▶ **Extract provided**
::::::::
# 2 questions:MOM looking for a job?



## expat_amerian (Apr 1, 2013)

I'm a mother of two and a wife. I hold a BA in Administrative business. my background is 5 years as a government auditor in America. I'm in charge of auditing over 100 state agencies for compliance with state regulations and laws and checking their accounting methods and calculations.
Im looking for work in the UAE around Al Ain and Abu Dhabi. 
With my background and education can I expect to make over 10,000 UAE currency a month?
I ask because women in the UAE can not sponsor their husbands unless they're a doctor, engineer, or teacher -unless they can show they make over 10,000 in UAE currency. Does this mean my salary needs to be over 10.000 or does this include allowances for housing and such? 
Any ideas or info appreciated!


----------



## Evok (Apr 6, 2012)

You should be able to get this level of salary as a base salary, and then also get housing. However, finding a job in the regulatory sector can be difficult because these are typically government jobs and they're undergoing an extreme emiratization movement right now to minimize the amount of expatriates in this sector. 

GLHFDD


----------



## Angelica001 (Mar 29, 2013)

Deffinately you will get a good handsome salary package and then you will be able to support your family.


----------



## Jynxgirl (Nov 27, 2009)

Your salary will need to be over 10k and the job position usually doesnt matter as mucha anymore. Well, that is in Dubai at least. Abu Dhabi is still more traditional and obtraining a visa there as a woman may be a little more by the book and less exceptions. 

With a child, you should be shooting for 25k minimum for salary for you to live a comfortable western type lifestyle with a child. I would suggest that any offer you get, you have education allowance built in for when your kids. Schooling starts off usually around 30k for kg1 (3 year old) and goes up every few years a few thousand dirhams. 

Familiarize yourself with housing costs so you negotiate properly for the location of the position. For Al Ain, you can find a very nice villa for 100k, but you will not find a 3 bedroom apartment for 100k (at least the type of building you would probly wish to live in). 

Branch out in your job search to other fields. Maybe your experience could be used in the financial/banking line of work. Linked in is used in the UAE and many people have had good results finding positions through it.


----------
::::::::
▶ **Objective A**
In the forum thread, what minimum monthly salary does Jynxgirl recommend for a comfortable western lifestyle with a child?
▶ **Objective B**
Recast the paragraph of the forum thread that begins "Familiarize yourself with housing costs" as a short bulleted list, keeping its main facts.
::::::::
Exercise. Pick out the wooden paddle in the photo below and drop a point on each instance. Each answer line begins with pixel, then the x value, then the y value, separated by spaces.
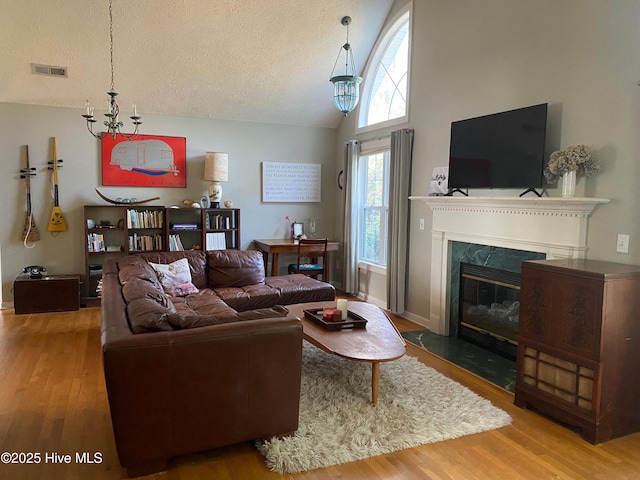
pixel 30 232
pixel 56 221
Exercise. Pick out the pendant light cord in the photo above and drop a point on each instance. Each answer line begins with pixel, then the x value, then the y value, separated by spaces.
pixel 111 38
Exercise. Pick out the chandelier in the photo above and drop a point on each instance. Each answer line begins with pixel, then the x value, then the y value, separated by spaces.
pixel 346 88
pixel 112 122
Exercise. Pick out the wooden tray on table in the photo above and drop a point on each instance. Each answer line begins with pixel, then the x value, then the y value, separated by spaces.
pixel 353 320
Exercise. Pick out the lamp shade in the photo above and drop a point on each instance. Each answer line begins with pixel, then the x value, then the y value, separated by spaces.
pixel 216 167
pixel 346 92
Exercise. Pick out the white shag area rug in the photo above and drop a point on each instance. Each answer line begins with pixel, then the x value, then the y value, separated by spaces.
pixel 339 424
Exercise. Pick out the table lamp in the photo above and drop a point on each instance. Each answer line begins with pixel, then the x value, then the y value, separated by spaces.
pixel 216 170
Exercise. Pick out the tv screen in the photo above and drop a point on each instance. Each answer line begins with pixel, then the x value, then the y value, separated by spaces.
pixel 502 150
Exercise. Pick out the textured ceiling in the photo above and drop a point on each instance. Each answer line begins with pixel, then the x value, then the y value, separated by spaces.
pixel 248 60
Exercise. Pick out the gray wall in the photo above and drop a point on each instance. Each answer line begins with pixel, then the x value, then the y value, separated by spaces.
pixel 248 144
pixel 472 58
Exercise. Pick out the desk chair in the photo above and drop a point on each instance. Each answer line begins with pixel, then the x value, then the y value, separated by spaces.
pixel 310 252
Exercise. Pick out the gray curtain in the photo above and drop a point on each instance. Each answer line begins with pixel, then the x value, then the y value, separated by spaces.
pixel 398 235
pixel 350 222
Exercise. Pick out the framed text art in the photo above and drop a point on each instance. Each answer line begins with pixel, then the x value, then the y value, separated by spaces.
::::::::
▶ **Full output A**
25k

▶ **Full output B**
- Learn housing costs so you can negotiate properly for the position's location.
- In Al Ain, a very nice villa can be found for 100k.
- A 3-bedroom apartment in the kind of building you would probably want will not be found there for 100k.